(What you are asked to do) Reproduce the records below verbatim, leaving the pictures out of your answer.

____ Exercise material

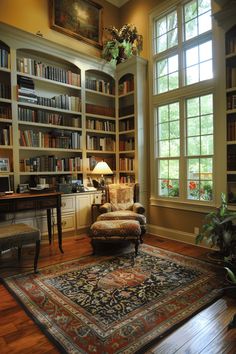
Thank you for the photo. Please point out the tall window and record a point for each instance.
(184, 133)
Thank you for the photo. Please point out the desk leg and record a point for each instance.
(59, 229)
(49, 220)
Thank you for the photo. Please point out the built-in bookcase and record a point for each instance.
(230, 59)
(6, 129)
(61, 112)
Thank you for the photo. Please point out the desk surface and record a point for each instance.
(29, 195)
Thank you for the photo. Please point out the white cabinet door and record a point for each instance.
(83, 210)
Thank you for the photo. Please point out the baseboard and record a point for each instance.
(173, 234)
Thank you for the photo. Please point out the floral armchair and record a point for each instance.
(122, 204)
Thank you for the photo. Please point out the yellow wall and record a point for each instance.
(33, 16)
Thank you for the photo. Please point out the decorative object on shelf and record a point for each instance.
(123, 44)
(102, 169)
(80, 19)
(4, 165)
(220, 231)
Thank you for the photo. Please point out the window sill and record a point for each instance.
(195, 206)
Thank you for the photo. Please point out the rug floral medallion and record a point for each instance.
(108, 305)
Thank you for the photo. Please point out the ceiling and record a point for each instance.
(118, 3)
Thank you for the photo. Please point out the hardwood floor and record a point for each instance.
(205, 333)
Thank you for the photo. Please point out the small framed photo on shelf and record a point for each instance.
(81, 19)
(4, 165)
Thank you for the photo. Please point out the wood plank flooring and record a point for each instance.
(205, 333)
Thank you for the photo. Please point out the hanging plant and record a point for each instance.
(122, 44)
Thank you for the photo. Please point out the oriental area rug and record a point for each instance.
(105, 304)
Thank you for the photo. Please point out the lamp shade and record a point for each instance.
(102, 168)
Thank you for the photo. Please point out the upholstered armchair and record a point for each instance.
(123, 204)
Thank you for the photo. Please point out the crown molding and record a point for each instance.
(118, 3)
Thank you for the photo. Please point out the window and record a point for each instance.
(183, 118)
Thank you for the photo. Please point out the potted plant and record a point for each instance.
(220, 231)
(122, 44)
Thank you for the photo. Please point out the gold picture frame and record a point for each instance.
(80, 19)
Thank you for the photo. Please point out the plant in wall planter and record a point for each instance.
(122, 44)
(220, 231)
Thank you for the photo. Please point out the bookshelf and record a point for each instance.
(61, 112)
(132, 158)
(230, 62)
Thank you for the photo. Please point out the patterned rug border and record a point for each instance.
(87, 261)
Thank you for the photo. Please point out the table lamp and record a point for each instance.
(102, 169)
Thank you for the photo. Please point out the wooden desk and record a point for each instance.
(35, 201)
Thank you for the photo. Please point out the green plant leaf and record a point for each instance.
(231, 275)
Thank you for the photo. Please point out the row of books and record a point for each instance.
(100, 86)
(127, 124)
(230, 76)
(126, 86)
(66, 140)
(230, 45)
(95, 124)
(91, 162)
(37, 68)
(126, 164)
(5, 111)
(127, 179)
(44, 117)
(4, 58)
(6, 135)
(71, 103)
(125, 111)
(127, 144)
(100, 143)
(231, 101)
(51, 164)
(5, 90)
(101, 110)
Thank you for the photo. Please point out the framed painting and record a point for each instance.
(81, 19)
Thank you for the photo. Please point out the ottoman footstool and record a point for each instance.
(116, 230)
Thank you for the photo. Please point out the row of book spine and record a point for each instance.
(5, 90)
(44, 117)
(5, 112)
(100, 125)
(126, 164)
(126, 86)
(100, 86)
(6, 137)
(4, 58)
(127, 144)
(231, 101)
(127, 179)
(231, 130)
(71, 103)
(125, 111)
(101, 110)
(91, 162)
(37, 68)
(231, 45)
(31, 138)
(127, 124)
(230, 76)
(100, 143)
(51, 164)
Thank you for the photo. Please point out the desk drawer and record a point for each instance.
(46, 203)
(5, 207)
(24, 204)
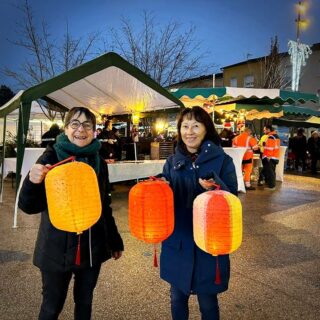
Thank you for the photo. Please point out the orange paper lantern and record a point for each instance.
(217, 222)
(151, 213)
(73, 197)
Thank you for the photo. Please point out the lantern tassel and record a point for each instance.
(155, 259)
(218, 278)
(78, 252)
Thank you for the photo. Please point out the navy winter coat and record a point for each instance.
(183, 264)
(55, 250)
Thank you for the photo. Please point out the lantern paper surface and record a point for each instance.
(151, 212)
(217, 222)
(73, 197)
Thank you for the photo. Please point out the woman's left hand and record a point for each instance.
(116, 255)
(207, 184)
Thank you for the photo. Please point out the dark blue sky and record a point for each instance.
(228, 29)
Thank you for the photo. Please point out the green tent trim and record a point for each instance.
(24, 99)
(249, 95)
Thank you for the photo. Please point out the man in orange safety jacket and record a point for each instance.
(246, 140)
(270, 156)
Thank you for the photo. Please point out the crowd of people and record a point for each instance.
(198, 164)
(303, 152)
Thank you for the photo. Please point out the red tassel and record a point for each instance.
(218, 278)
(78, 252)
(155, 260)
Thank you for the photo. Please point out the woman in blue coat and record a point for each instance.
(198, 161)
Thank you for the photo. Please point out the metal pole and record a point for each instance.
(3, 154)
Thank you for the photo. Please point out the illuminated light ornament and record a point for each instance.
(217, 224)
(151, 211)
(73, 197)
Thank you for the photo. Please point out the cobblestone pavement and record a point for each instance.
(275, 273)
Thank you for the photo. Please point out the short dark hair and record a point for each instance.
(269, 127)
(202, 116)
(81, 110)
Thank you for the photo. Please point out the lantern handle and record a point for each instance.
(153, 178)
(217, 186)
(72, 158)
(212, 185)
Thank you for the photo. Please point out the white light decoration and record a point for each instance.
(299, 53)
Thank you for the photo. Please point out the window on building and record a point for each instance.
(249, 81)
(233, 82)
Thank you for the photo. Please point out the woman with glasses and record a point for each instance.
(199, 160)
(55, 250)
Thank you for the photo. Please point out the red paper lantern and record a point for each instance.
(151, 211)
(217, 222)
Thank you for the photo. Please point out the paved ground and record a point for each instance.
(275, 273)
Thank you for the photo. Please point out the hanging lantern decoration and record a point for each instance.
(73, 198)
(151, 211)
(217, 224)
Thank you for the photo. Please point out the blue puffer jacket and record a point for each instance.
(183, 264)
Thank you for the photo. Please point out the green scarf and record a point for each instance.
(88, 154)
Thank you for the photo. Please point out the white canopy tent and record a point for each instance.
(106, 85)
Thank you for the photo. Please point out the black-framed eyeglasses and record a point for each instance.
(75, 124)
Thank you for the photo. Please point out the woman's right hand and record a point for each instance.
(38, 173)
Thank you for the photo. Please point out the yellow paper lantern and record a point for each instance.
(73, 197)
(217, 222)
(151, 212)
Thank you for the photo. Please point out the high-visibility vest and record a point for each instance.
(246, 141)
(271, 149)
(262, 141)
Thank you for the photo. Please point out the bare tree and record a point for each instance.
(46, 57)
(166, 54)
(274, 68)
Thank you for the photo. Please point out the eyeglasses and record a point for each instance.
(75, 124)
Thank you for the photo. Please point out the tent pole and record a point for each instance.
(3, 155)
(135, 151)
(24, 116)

________

(Correct output)
Thank you for the photo. Please point out the tall window and record a point for each instance.
(184, 133)
Thank you for the photo. Please point out the desk leg and record a point for each instance.
(59, 229)
(49, 220)
Thank you for the photo. Please point out the built-in bookcase and record a point for each instance.
(230, 59)
(6, 129)
(61, 112)
Thank you for the photo. Please point out the desk surface and record a point for each instance.
(29, 195)
Thank you for the photo. Please point out the white cabinet door and record a point for each instance.
(83, 210)
Thank you for the photo. Please point out the baseboard and record a point for each instance.
(173, 234)
Thank you for the photo. Please point out the floral armchair and record a point for each instance.
(122, 204)
Thank you for the photo. Please point out the yellow wall and record a point for each instance.
(33, 16)
Thank you for the photo. Please point out the decorative object on shelf and record a point for each instance.
(123, 44)
(102, 169)
(80, 19)
(4, 165)
(220, 231)
Thank you for the photo. Please point out the window sill and record a point for each instance.
(195, 206)
Thank you for the photo. Please point out the rug floral medallion and record a point for each instance.
(108, 305)
Thank you for the photo. Please point out the ceiling and record a point for each instance.
(118, 3)
Thank you for the photo. Please point out the hardwood floor and record a point for each instance.
(205, 333)
Thank you for the photo. Please point out the small framed photo on shelf and record a point for each instance.
(81, 19)
(4, 165)
Thank you for the photo. Please point out the wood plank flooring and record a point for each instance.
(205, 333)
Thank you for the photo. Please point out the hanging plant and record a point for each instance.
(122, 44)
Thank you for the photo. Please point out the oriental area rug and record a point for each instance.
(105, 304)
Thank you for the photo. Please point out the lamp shade and record a point for each instance.
(102, 168)
Thank you for the photo. Please point out the upholstered armchair and record a point for each instance.
(123, 204)
Thank you for the photo. Please point out the crown molding and record a point for each instance.
(118, 3)
Thank you for the photo. Please point out the window and record a point for each instance.
(183, 118)
Thank you for the photo. Please point out the potted plant and record a point for each instance.
(220, 231)
(122, 44)
Thank you for the photo. Please point out the gold picture frame and record a point for each instance.
(80, 19)
Thank you for the photo. Please point out the plant in wall planter and record a point for each instance.
(122, 44)
(220, 231)
Thank you for the photo. Please point out the bookshelf and record a point for each instance.
(61, 112)
(132, 158)
(230, 62)
Thank you for the photo. Please point out the patterned rug border and record a point for each instance.
(87, 261)
Thank you for the photo. Please point out the table lamp and record a point for each instance.
(102, 169)
Thank you for the photo. Please point out the wooden desk and record a point for each instance.
(35, 201)
Thank you for the photo. Please point out the green plant leaf and record a point for each instance.
(231, 275)
Thank you for the photo. Please point out the row of books and record a point for each instance.
(100, 86)
(127, 124)
(230, 76)
(126, 86)
(66, 140)
(230, 45)
(95, 124)
(91, 162)
(37, 68)
(126, 164)
(5, 111)
(127, 179)
(44, 117)
(4, 58)
(6, 135)
(71, 103)
(125, 111)
(127, 144)
(100, 143)
(231, 101)
(51, 164)
(5, 90)
(101, 110)
Thank you for the photo. Please point out the framed painting and record a point for each instance.
(81, 19)
Thank you for the photo. Please point out the ottoman footstool and record a point for each instance.
(116, 230)
Thank you for the photo. Please point out the row of book spine and record a point for each instance.
(5, 90)
(44, 117)
(5, 112)
(100, 125)
(126, 164)
(126, 86)
(100, 86)
(6, 137)
(4, 58)
(127, 144)
(231, 101)
(127, 179)
(231, 130)
(71, 103)
(125, 111)
(101, 110)
(91, 162)
(37, 68)
(231, 45)
(31, 138)
(127, 124)
(230, 76)
(100, 143)
(51, 164)
Thank you for the photo. Please point out the desk drawer and record a point for each instance.
(46, 203)
(5, 207)
(24, 204)
Thank you for the photo. Please point out the orange paper lantern and record a point for each instance.
(217, 222)
(151, 213)
(73, 197)
Thank you for the photo. Please point out the lantern tassel and record a point for each instance.
(155, 259)
(218, 278)
(78, 252)
Thank you for the photo. Please point out the navy winter coat and record a point for each instance.
(183, 264)
(55, 250)
Thank you for the photo. Please point out the lantern paper surface and record a point for each instance.
(151, 212)
(217, 222)
(73, 197)
Thank you for the photo. Please point out the woman's left hand and record a point for each instance.
(116, 255)
(207, 184)
Thank you for the photo. Please point out the dark blue sky and record a point for each instance.
(228, 29)
Thank you for the photo. Please point out the green tent trim and record a point for each instance.
(24, 99)
(249, 95)
Thank you for the photo. Please point out the man in orange safety jacket and record a point for each instance.
(246, 140)
(270, 156)
Thank you for the photo. Please point out the crowd of people and record a point for each instance.
(198, 164)
(303, 152)
Thank you for the photo. Please point out the red tassel and record a point for each instance.
(218, 278)
(78, 252)
(155, 260)
Thank you for the photo. Please point out the woman in blue coat and record a point for each instance.
(198, 161)
Thank you for the photo. Please point out the metal pole and record a point for each instance.
(3, 154)
Thank you for the photo. Please point out the illuminated light ornament and record a point for each instance.
(217, 224)
(151, 211)
(73, 197)
Thank you for the photo. Please point out the cobblestone pavement and record a point for each instance.
(275, 273)
Thank you for the photo. Please point out the short dark hair and record a point for each instance.
(269, 127)
(202, 116)
(81, 110)
Thank you for the photo. Please point out the lantern handle and record a point for each instance.
(153, 178)
(217, 186)
(72, 158)
(212, 185)
Thank you for the photo. Please point out the white light decoration and record a point for each instance.
(299, 53)
Thank you for the photo. Please point out the window on building and record a point for each instance.
(249, 81)
(233, 82)
Thank you for the photo. Please point out the woman with glasses and record a point for each instance.
(199, 160)
(55, 250)
Thank you for the photo. Please point out the red paper lantern and record a point for each instance.
(151, 211)
(217, 222)
Thank you for the photo. Please point out the paved ground and record a point for each instance.
(275, 273)
Thank you for the photo. Please point out the hanging lantern decoration and record a point for each instance.
(73, 198)
(151, 211)
(217, 224)
Thank you for the photo. Please point out the blue puffer jacket and record a point for each instance.
(183, 264)
Thank you for the photo. Please point out the green scarf and record a point for each instance.
(88, 154)
Thank you for the photo. Please point out the white canopy tent and record a point for each instance.
(106, 85)
Thank you for the photo. Please point out the black-framed eyeglasses and record a point for each instance.
(75, 124)
Thank you for the photo. Please point out the woman's right hand and record a point for each instance.
(38, 173)
Thank you for the photo. Please point out the yellow paper lantern and record a point for each instance.
(73, 197)
(217, 222)
(151, 212)
Thank you for the photo. Please point out the high-visibility vest and record a point for each instance.
(246, 141)
(271, 149)
(262, 141)
Thank you for the photo. Please point out the bare tree and record a point for each instance.
(46, 57)
(166, 54)
(274, 68)
Thank you for the photo. Please point out the eyeglasses and record a point for each instance.
(75, 124)
Thank you for the photo. Please point out the tent pole and record a point for each instance.
(3, 155)
(135, 151)
(24, 116)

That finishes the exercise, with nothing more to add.